How to complete this task:
Write back each entry precisely as it is given.

The input:
************

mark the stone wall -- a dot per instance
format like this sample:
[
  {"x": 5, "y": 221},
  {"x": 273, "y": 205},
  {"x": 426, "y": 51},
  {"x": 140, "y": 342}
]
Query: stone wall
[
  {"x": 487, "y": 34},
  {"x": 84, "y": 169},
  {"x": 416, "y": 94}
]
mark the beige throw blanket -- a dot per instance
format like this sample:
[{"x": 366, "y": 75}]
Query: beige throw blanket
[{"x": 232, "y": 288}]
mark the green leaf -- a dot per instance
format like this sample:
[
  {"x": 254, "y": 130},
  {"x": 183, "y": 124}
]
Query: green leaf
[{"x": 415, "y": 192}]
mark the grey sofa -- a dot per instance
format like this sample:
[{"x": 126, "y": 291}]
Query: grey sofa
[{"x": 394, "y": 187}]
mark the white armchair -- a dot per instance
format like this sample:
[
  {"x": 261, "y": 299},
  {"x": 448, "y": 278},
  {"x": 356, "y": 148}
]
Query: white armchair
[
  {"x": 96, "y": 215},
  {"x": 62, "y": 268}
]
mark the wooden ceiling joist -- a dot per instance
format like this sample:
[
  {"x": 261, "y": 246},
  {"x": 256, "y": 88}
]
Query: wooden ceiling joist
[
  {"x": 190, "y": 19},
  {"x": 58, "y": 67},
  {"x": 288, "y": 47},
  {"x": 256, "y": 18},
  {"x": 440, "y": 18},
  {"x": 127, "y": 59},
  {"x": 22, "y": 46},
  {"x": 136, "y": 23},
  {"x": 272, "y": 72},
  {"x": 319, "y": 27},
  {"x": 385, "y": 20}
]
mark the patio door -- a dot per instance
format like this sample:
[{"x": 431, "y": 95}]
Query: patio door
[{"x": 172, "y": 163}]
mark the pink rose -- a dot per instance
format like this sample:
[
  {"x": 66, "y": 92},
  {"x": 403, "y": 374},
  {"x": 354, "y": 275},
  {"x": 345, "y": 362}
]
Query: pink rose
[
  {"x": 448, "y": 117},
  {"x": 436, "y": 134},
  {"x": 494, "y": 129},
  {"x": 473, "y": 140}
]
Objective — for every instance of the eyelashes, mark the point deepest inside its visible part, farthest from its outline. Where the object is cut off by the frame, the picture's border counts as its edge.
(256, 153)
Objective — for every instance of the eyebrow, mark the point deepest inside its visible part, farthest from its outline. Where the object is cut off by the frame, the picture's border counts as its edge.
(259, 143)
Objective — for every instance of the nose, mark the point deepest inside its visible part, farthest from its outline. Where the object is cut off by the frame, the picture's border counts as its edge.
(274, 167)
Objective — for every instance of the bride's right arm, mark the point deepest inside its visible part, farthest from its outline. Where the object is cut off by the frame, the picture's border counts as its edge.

************

Finished exercise:
mark the stone wall -- a dot per instance
format like this sample:
[
  {"x": 5, "y": 221},
  {"x": 273, "y": 205},
  {"x": 426, "y": 51},
  {"x": 140, "y": 342}
]
Query: stone wall
[
  {"x": 487, "y": 34},
  {"x": 84, "y": 169},
  {"x": 416, "y": 94}
]
mark the beige throw blanket -- a dot per instance
format like this sample:
[{"x": 366, "y": 75}]
Query: beige throw blanket
[{"x": 232, "y": 288}]
mark the green leaf -- a dot per instance
format like this sample:
[
  {"x": 254, "y": 130},
  {"x": 183, "y": 124}
]
Query: green leaf
[{"x": 415, "y": 192}]
mark the grey sofa -- a dot per instance
format like this sample:
[{"x": 126, "y": 291}]
Query: grey sofa
[{"x": 394, "y": 187}]
mark the white armchair -- a dot per instance
format like this sample:
[
  {"x": 261, "y": 299},
  {"x": 448, "y": 278},
  {"x": 356, "y": 148}
]
Query: white armchair
[
  {"x": 96, "y": 215},
  {"x": 62, "y": 268}
]
mark the wooden ceiling joist -- a dot per instance
format like this sample:
[
  {"x": 261, "y": 246},
  {"x": 256, "y": 88}
]
Query: wooden ceiling joist
[
  {"x": 190, "y": 19},
  {"x": 58, "y": 67},
  {"x": 288, "y": 47},
  {"x": 256, "y": 18},
  {"x": 440, "y": 18},
  {"x": 127, "y": 59},
  {"x": 22, "y": 46},
  {"x": 136, "y": 23},
  {"x": 272, "y": 72},
  {"x": 319, "y": 27},
  {"x": 385, "y": 20}
]
mark the patio door -- a dot per instance
format like this sample:
[{"x": 431, "y": 95}]
Query: patio door
[{"x": 172, "y": 163}]
mark the pink rose -- a dot per instance
format like this sample:
[
  {"x": 66, "y": 92},
  {"x": 403, "y": 374},
  {"x": 354, "y": 275},
  {"x": 345, "y": 362}
]
Query: pink rose
[
  {"x": 448, "y": 117},
  {"x": 436, "y": 134},
  {"x": 494, "y": 129},
  {"x": 473, "y": 140}
]
Objective — for every instance of the eyelashes, mark the point deepest inside its visible part, farthest from its outline. Where the object is cut off by the frame, the picture's border counts as its edge.
(256, 153)
Objective — for every instance of the eyebrow, mark the point deepest inside its visible part, farthest from its outline. Where the object is cut off by the frame, the picture's border counts as its edge.
(259, 143)
Objective — for every instance of the nose, mark the point deepest inside its visible part, farthest from its outline. Where the object is cut off by the frame, the picture's border counts as its edge.
(274, 167)
Objective — for every instance of the bride's right arm, mark the point deepest inside its visible part, farthest from its outline. Where the object is cut off by the frame, the picture's border counts as its edge.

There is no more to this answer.